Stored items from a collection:
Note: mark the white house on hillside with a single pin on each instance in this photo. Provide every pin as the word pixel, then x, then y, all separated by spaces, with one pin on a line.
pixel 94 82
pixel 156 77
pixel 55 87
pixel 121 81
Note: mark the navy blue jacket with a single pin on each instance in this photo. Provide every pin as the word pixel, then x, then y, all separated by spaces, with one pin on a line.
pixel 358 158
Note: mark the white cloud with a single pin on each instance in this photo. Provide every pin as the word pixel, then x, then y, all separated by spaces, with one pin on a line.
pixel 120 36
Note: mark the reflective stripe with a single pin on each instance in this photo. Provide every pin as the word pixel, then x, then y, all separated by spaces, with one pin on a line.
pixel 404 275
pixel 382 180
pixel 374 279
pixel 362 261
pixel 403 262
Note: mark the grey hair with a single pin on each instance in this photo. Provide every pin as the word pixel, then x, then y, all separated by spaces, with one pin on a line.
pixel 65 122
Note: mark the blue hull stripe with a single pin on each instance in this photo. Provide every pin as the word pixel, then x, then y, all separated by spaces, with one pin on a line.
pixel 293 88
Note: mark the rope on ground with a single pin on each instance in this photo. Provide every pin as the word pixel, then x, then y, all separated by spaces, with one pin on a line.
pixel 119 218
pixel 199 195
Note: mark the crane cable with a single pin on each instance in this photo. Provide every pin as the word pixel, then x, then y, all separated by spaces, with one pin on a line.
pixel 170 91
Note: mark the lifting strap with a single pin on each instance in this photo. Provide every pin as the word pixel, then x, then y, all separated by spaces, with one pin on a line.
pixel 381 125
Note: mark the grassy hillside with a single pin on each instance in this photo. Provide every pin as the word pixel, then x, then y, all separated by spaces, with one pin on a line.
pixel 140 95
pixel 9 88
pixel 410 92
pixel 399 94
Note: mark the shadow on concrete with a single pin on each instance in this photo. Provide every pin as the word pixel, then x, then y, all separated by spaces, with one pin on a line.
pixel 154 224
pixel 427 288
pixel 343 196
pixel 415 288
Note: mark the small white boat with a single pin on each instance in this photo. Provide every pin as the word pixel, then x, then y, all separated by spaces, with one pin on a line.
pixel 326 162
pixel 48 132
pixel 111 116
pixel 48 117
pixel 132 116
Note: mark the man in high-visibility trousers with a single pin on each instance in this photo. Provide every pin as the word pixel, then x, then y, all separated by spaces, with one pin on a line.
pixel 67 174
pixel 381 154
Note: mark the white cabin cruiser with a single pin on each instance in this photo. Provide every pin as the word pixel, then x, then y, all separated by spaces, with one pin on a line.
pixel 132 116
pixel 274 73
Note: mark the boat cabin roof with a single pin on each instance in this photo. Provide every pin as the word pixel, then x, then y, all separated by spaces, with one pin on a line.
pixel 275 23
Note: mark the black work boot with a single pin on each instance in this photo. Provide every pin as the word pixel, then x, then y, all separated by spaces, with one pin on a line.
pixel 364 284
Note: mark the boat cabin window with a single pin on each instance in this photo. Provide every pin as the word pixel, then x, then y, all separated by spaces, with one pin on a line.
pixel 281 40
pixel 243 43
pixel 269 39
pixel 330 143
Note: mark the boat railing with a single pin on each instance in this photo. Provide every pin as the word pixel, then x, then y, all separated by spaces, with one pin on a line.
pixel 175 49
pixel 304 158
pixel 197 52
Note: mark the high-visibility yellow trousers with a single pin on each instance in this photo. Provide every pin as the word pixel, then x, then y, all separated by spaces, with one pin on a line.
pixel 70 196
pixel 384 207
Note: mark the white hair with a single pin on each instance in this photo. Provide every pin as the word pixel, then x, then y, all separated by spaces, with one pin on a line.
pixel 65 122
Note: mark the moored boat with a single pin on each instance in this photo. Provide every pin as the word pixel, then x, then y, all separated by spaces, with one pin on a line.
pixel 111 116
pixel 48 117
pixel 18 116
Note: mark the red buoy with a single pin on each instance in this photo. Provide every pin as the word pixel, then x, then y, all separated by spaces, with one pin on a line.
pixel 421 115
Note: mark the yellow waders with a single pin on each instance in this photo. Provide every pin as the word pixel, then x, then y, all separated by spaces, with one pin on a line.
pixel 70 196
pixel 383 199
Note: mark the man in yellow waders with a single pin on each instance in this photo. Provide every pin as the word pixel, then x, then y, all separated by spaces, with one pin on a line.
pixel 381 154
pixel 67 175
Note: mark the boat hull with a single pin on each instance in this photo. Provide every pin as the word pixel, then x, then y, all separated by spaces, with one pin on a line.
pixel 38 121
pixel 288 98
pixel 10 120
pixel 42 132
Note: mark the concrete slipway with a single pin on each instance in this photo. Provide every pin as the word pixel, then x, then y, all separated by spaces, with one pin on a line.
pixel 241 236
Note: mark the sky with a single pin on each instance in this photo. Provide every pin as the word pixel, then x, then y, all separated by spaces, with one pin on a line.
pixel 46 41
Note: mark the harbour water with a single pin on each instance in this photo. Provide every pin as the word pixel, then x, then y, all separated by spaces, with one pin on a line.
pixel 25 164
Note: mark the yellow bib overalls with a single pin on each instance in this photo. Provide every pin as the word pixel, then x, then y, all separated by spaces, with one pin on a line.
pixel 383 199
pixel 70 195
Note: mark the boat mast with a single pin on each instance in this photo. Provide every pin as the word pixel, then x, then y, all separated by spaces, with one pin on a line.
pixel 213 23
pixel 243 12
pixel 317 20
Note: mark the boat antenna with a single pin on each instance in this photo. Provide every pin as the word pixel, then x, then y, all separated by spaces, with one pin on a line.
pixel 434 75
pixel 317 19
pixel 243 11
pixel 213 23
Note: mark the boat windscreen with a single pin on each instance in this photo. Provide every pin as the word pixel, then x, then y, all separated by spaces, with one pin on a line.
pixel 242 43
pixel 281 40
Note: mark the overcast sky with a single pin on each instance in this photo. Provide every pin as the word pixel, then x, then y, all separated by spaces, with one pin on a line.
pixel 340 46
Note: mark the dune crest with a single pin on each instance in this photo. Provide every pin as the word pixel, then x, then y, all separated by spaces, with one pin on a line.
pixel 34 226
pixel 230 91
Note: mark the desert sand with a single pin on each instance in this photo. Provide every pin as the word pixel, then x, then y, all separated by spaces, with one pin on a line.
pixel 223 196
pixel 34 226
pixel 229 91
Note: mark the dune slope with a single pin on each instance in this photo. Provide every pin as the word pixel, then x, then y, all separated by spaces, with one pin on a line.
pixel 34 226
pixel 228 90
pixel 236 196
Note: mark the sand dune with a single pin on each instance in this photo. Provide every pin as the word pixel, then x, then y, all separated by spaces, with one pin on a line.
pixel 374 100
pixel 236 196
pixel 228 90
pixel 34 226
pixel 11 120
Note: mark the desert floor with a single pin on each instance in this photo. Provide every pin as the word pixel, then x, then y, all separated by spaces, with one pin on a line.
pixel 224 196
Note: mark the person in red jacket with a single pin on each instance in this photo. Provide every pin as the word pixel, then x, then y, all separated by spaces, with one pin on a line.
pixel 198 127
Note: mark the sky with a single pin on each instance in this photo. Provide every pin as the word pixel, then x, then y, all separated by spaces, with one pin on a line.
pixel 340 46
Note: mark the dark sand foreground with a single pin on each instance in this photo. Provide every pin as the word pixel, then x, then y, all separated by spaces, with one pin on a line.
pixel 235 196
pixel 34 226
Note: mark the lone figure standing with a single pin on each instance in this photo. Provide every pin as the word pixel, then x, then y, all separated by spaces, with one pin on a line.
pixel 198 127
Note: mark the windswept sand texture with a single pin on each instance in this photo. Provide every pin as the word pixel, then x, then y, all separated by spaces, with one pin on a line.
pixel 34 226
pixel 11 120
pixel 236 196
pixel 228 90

Task objective:
Please transcribe the data shown above in full, exactly as it stands.

Written answer:
Note: mark the white house on hillside with a single pin on each instance in this photo. Provide every pin as the word pixel, then x, then y, all separated by spaces, with one pin on a line.
pixel 94 82
pixel 156 77
pixel 55 87
pixel 121 81
Note: mark the navy blue jacket with a single pin on each instance in this photo. Provide every pin as the word pixel, then x, then y, all separated by spaces, with one pin on a line.
pixel 358 158
Note: mark the white cloud with a single pin on each instance in this photo. Provide every pin as the word pixel, then x, then y, all separated by spaces, with one pin on a line.
pixel 120 36
Note: mark the reflective stripe with a single pin on each instance in this photo. Provide every pin as the word pixel, then x, then y, all separated by spaces, with one pin on a line.
pixel 404 275
pixel 382 180
pixel 374 279
pixel 362 261
pixel 403 262
Note: mark the grey hair with a single pin on each instance in this photo. Provide every pin as the word pixel, then x, then y, all separated by spaces, with one pin on a line.
pixel 65 122
Note: mark the blue hull stripe with a single pin on each instance in this photo. Provide every pin as the word pixel, then x, then y, all separated by spaces, with one pin on a line.
pixel 293 88
Note: mark the rope on ground with a single pin on each instance in this photo. Provide every pin as the word pixel, then x, then y, all separated by spaces, with one pin on a line.
pixel 119 218
pixel 199 195
Note: mark the crane cable with a single pin on each instance in this photo. Provide every pin as the word pixel, then x, then y, all separated by spaces, with one pin on a line.
pixel 170 91
Note: mark the lifting strap with a single pin on each instance in this photo. Provide every pin as the word pixel, then x, then y, all separated by spaces, with one pin on a line.
pixel 381 125
Note: mark the grassy hillside with a single pin on each instance in this photo. Provide every pin as the word pixel, then x, then y, all separated by spaces, with one pin on a line.
pixel 140 95
pixel 9 88
pixel 410 92
pixel 399 94
Note: mark the shadow on concrete with a single pin on each instance in this photo. Provide every pin as the word pixel, then x, then y, all separated by spaces, with one pin on a line.
pixel 154 224
pixel 427 288
pixel 343 196
pixel 415 288
Note: mark the small white boat with a single pin on each instance in this photo. Provide every pin as the word pixel, then x, then y, all separated by spaces, with one pin on a line.
pixel 326 162
pixel 48 132
pixel 111 116
pixel 48 117
pixel 132 116
Note: mark the man in high-visibility trousers with a single pin on each instance in this photo. Provide every pin as the word pixel, then x, then y, all separated by spaces, with one pin on a line.
pixel 67 174
pixel 381 154
Note: mark the white cabin cruiser with a single pin on each instance in this photo. Provide every pin as the word pixel, then x, then y, all separated by spaces, with one pin on a line.
pixel 132 116
pixel 274 73
Note: mark the boat cabin roof with a single pin on each instance in this photo. Provide every pin as the word pixel, then x, then y, all separated by spaces, with one pin on a line.
pixel 275 23
Note: mark the black work boot with a single pin on each instance in this photo. Provide every pin as the word pixel, then x, then y, all separated by spaces, with one pin on a line.
pixel 364 284
Note: mark the boat cabin window with a single pin on each instance in this photo. Provide every pin as the word pixel, then x, then y, all separated by spaces, with one pin on a line.
pixel 281 40
pixel 243 43
pixel 269 39
pixel 330 143
Note: mark the boat railing with a single pin on each instance in this photo. Provide every pin as the word pixel, then x, then y, all separated by spaces, with one pin on a line.
pixel 175 49
pixel 304 158
pixel 197 52
Note: mark the high-visibility yellow trousers with a single pin on each instance in this photo. Provide every pin as the word pixel, then x, then y, all separated by spaces, with one pin on a line.
pixel 70 196
pixel 384 207
Note: mark the white hair with a single pin on each instance in this photo. Provide every pin as the word pixel, then x, then y, all separated by spaces, with one pin on a line.
pixel 65 122
Note: mark the moored boat with a single pin on each instance in this photo. Provide every pin as the word pixel, then x, then y, all separated by spaces, with one pin on a line.
pixel 111 116
pixel 48 117
pixel 18 116
Note: mark the red buoy with a single pin on each instance in this photo. Provide every pin as the word pixel, then x, then y, all separated by spaces, with one pin on a line.
pixel 421 115
Note: mark the yellow waders with a single pin on each instance in this photo. Provide every pin as the word pixel, then x, then y, all separated by spaces, with one pin on a line.
pixel 70 196
pixel 383 199
Note: mark the man in yellow waders with a single pin on each instance in this photo. Provide every pin as the word pixel, then x, then y, all separated by spaces, with one pin on a line.
pixel 381 154
pixel 67 175
Note: mark the boat hull with a single pin on each instance in this photo. Provide every pin as the word pixel, then x, then y, all separated by spaces, with one pin on a line.
pixel 38 121
pixel 288 98
pixel 10 120
pixel 42 132
Note: mark the concrete slipway with a single pin on each instance in this photo. Provide every pin as the word pixel, then x, then y, all separated by spaces, with one pin on a line.
pixel 241 236
Note: mark the sky with a single pin on each instance in this photo. Provide every pin as the word pixel, then x, then y, all separated by spaces, with one pin on a line.
pixel 46 41
Note: mark the harbour water with a single pin on each instance in this photo. Provide every pin as the word pixel, then x, then y, all separated by spaces, with one pin on a line.
pixel 25 164
Note: mark the yellow bib overalls with a single pin on each instance in this photo. Provide every pin as the word pixel, then x, then y, all separated by spaces, with one pin on a line.
pixel 383 199
pixel 70 195
Note: mark the boat mast with a single pin on each instance in this photo. Provide every pin as the word pixel, then x, then y, all separated by spaces, with one pin on a line.
pixel 213 23
pixel 243 12
pixel 317 20
Note: mark the boat antenna with a single pin on each instance in this photo. Provide every pin as the word pixel, then x, then y, all separated by spaces, with one pin on a line.
pixel 434 75
pixel 317 19
pixel 243 11
pixel 213 23
Note: mark the boat windscreen with a single pin on each instance in this photo. Provide every pin as the word pixel, then x, then y, all separated by spaces, with one pin on a line.
pixel 242 43
pixel 281 40
Note: mark the overcast sky with a single pin on each instance in this photo. Provide every pin as the word pixel, then x, then y, all separated by spaces, with one pin on a line.
pixel 340 46
Note: mark the dune crest with a single pin on each instance in this photo. Provide every pin as the word pixel, then x, then y, all separated by spaces, with one pin on a line.
pixel 34 226
pixel 230 91
Note: mark the desert sand with a single pin on each instance in this photo. Provide every pin as the word pixel, then x, then y, all separated by spaces, with one pin on a line.
pixel 223 196
pixel 34 226
pixel 229 91
Note: mark the dune slope with a single pin on each instance in this photo. Provide every pin as the word pixel, then x, then y, all separated by spaces, with one pin on a line.
pixel 34 226
pixel 228 90
pixel 236 196
Note: mark the sand dune with a single pin on each instance in this photo. Provide every pin as the word pixel, then x, then y, all separated by spaces, with one pin on a line.
pixel 374 100
pixel 236 196
pixel 228 90
pixel 34 226
pixel 11 120
Note: mark the desert floor with a single pin on each instance in this photo. Provide every pin as the word pixel, then x, then y, all separated by spaces, with one pin on a line.
pixel 224 196
Note: mark the person in red jacket with a single pin on each instance in this photo. Provide every pin as the word pixel, then x, then y, all separated by spaces, with one pin on a line.
pixel 198 127
Note: mark the sky with a single pin on each instance in this photo. Provide every pin as the word pixel, then x, then y, all separated by spaces, with one pin on a line.
pixel 340 46
Note: mark the dark sand foreground with a single pin on each instance in this photo. Provide every pin as the word pixel, then x, then y, all separated by spaces, with one pin on a line.
pixel 235 196
pixel 34 226
Note: mark the lone figure standing with a single pin on each instance in this photo. Provide every pin as the word pixel, then x, then y, all separated by spaces, with one pin on a line.
pixel 198 127
Note: mark the windswept sand texture with a single pin on each instance in this photo. Provide every pin as the word pixel, then x, then y, all separated by spaces, with one pin on a line.
pixel 34 226
pixel 11 120
pixel 236 196
pixel 228 90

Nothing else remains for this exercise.